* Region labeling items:
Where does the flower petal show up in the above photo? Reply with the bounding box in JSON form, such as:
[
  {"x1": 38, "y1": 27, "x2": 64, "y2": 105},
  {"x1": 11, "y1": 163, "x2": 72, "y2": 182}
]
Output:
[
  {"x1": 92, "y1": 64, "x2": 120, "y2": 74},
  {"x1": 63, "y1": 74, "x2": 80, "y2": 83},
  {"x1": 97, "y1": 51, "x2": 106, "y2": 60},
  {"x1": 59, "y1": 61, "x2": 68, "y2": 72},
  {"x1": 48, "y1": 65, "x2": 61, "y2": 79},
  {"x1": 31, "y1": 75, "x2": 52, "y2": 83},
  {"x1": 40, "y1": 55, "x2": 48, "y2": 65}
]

* Directive: Rewrite every line of the items above as a Markdown table with the columns Row and Line, numbering the rows and leaving out any blank lines.

* Result:
| Row | Line |
|---|---|
| 1 | Where does the flower petal show up in the above photo? Reply with the bounding box in JSON form, such as: |
| 2 | [ |
| 3 |   {"x1": 38, "y1": 27, "x2": 64, "y2": 105}, |
| 4 |   {"x1": 11, "y1": 163, "x2": 72, "y2": 182} |
| 5 | ] |
| 6 | Output: |
| 7 | [ |
| 8 |   {"x1": 92, "y1": 64, "x2": 120, "y2": 74}, |
| 9 |   {"x1": 63, "y1": 74, "x2": 80, "y2": 83}, |
| 10 |   {"x1": 97, "y1": 51, "x2": 106, "y2": 60}, |
| 11 |   {"x1": 59, "y1": 61, "x2": 68, "y2": 72}, |
| 12 |   {"x1": 48, "y1": 65, "x2": 61, "y2": 79}, |
| 13 |   {"x1": 31, "y1": 75, "x2": 52, "y2": 83}, |
| 14 |   {"x1": 40, "y1": 55, "x2": 48, "y2": 65} |
| 15 | ] |